Reading text:
»»
Steven Chu: Nobel Laureate as Energy Secretary
The new, blunt, thoughtful energy secretary, who's also a physicist,
already knows his way around DOE
Steven Chu has received almost universal applause as President Barack Obama's pick to be the new Secretary of Energy and responsible for 120,000 employees including 30,000 scientists and engineers at 17 national laboratories. Many consider the selection of the Nobel Prize-winning physicist to be a critical choice to lead the nation's energy policy into the future.
Part of his task will be to keep clean technology on the front burner of political discourse, even as the economic bailout and falling oil prices make it seem like less of a priority. In naming Chu, the president said that Chu "blazed new trails as a scientist, teacher and administrator and has recently led the Lawrence Berkeley National Laboratory in pursuit of new alternative and renewable energies. Steven is uniquely suited to be our Secretary of Energy as we make this pursuit a guiding purpose of the Department of Energy, as well as a national mission."
The 60-year-old Chu takes over from Samuel Bodman, who ran the DOE in the Bush Administration and whose agenda was focused on the war on terror and economic growth. Top Democrats in the Senate such as Jeff Bingaman, (D-N.M.) head of the Senate Energy and Natural Resources Committee, and Senate Majority Leader Harry Reid (D-Nev.) praised the choice. So did Bodman.
In his confirmation hearing before the energy committee, Chu stressed the need to consider every option when senators pressed him for his views regarding coal, nuclear, solar and bioenergy, and associated issues such as carbon sequestration, spent nuclear fuel disposal and reprocessing. He expressed optimism that "real progress can be made" regarding biofuels. Chu noted that coal, nuclear and gas form the base load for electricity generation, and "we have to evolve, recognizing that it cannot happen overnight, the nurturing of renewable energy resources."
««
Data excerpt:
»»
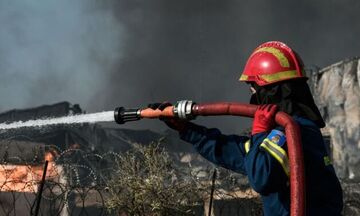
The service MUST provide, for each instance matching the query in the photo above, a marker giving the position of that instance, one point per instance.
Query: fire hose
(189, 110)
««
Short task A: Say whether each statement below agrees with the article on Steven Chu, answering yes or no and quoting the words of the article that decide it. (i) Chu succeeds Samuel Bodman at the DOE. (ii) Bodman spoke against Chu's selection. (iii) The department's staff includes 30,000 scientists and engineers at 17 national laboratories.
Short task B:
Please answer these questions using the article on Steven Chu.
(i) How old is Chu?
(ii) Which laboratory had Chu recently led?
(iii) According to Chu, which three sources form the base load for electricity generation?

Right answer A:
(i) Yes: "The 60-year-old Chu takes over from Samuel Bodman"
(ii) No: "Harry Reid (D-Nev.) praised the choice. So did Bodman."
(iii) Yes: "120,000 employees including 30,000 scientists and engineers at 17 national laboratories"

Right answer B:
(i) 60
(ii) The Lawrence Berkeley National Laboratory
(iii) Coal, nuclear and gas